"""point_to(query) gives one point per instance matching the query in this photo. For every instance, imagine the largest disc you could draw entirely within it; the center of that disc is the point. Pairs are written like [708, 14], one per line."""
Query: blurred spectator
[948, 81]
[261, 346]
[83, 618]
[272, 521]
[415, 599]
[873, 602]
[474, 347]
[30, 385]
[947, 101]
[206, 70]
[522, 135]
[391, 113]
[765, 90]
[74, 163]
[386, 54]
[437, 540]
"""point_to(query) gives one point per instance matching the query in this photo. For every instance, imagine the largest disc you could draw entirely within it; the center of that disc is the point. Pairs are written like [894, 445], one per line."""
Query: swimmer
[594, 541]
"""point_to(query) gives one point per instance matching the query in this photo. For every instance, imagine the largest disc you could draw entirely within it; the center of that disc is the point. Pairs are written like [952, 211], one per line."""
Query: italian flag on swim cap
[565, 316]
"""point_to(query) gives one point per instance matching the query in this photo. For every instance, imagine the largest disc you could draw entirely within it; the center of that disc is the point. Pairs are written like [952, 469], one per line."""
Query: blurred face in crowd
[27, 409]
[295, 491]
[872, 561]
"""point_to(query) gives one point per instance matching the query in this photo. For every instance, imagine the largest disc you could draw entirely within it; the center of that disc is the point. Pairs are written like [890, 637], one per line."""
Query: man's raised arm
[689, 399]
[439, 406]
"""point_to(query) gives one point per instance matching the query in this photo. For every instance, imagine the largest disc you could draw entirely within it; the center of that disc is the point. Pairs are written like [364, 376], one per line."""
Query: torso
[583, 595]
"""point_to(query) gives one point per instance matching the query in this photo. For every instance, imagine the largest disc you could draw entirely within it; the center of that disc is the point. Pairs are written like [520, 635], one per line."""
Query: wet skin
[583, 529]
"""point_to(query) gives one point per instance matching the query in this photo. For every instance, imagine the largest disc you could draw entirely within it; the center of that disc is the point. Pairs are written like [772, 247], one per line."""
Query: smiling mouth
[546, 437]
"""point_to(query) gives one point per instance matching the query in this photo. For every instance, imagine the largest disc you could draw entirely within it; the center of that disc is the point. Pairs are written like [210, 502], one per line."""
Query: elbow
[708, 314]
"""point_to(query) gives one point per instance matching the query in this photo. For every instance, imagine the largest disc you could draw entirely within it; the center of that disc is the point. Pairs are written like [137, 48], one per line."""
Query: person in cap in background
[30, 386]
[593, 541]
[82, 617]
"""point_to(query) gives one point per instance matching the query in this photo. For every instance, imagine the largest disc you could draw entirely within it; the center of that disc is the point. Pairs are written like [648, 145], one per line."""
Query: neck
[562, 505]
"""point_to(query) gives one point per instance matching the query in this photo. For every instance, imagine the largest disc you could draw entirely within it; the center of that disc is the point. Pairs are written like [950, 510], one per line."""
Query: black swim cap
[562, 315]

---

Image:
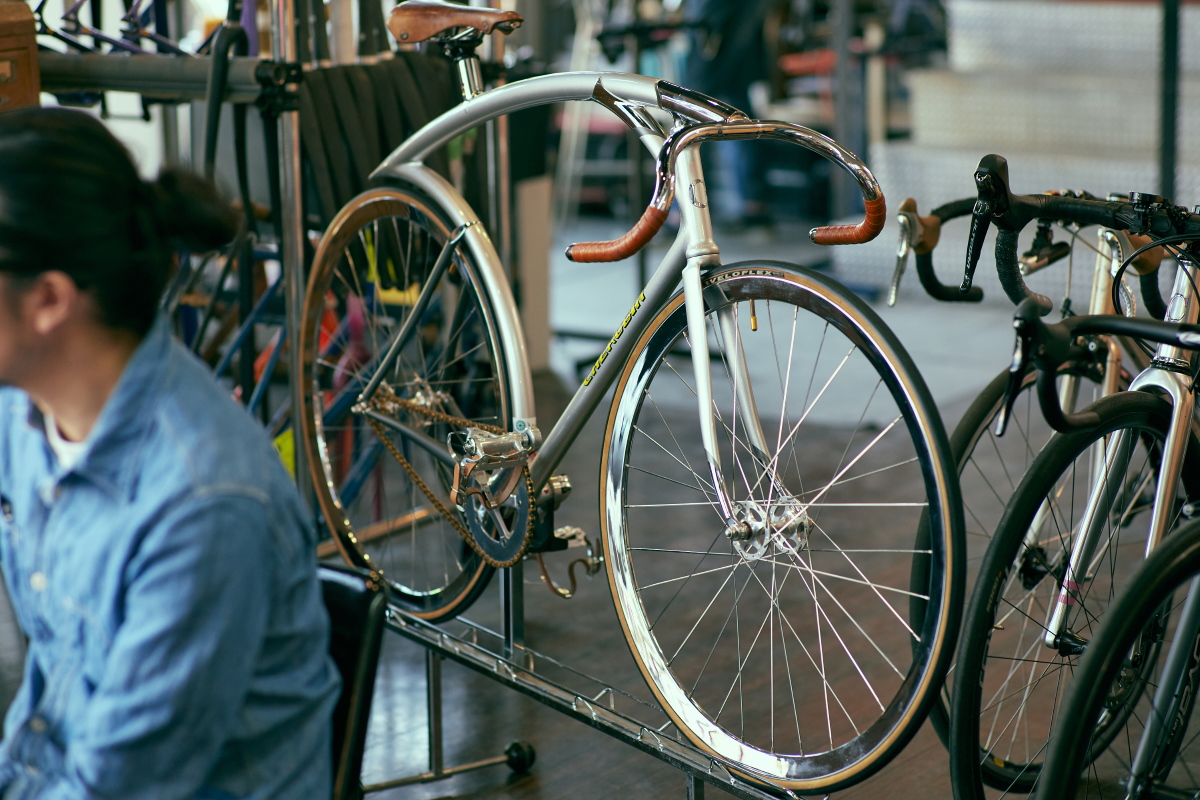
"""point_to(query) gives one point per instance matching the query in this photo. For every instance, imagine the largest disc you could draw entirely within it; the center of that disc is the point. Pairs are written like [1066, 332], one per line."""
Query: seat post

---

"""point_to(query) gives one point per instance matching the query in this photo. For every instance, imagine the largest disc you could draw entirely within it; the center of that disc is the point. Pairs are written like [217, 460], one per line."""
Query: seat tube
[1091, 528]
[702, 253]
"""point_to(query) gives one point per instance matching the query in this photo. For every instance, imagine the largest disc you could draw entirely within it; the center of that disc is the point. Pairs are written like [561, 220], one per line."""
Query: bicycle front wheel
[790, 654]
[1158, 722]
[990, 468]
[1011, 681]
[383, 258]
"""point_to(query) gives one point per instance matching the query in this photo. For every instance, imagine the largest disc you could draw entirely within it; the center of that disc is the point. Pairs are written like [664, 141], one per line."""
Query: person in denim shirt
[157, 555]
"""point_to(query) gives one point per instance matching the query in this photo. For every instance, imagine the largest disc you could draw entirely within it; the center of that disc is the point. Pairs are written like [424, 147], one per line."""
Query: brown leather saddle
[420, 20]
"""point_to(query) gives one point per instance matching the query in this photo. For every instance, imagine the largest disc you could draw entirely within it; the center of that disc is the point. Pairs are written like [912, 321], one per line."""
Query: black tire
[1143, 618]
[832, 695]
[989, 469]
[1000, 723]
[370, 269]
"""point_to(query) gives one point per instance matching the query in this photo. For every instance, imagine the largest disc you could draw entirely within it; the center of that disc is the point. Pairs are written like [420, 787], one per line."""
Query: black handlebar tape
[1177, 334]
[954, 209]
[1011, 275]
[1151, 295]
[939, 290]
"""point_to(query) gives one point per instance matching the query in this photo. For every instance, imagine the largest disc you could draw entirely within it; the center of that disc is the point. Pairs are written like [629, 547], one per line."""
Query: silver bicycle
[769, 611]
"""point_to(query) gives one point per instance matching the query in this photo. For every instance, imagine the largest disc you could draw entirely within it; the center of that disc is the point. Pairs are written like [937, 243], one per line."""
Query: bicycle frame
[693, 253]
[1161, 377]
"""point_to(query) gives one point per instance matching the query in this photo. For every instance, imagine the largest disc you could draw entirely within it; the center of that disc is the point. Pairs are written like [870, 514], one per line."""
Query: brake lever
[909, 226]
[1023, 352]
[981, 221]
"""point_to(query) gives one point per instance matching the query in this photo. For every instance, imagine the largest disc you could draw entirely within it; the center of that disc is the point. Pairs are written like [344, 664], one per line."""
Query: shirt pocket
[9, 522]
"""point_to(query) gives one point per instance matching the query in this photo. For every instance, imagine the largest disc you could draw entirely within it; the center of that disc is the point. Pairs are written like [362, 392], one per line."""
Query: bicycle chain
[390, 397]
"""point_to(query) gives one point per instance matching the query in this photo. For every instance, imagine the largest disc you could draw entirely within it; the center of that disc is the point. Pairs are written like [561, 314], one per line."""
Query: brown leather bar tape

## Required action
In the entries above, the lines from the one bearing "[424, 147], one" up to and including the one bearing "[912, 321], one" should be transcribed exactly; no other line is wanted.

## Result below
"""point_to(query) gives one point per instance matching the query in this photo. For every instance, imagine the largest disc you could draw entirely within it; the center of that disc is the point. Pairs are written like [424, 147], one per line."""
Query: brown leather saddle
[420, 20]
"""point_to(query) gives one point per instance matching the query in this photo. For every instance, imagine the largest disc you could draw entirely within it; the center of that disc is the point. Pairs are written like [912, 321], one per line."""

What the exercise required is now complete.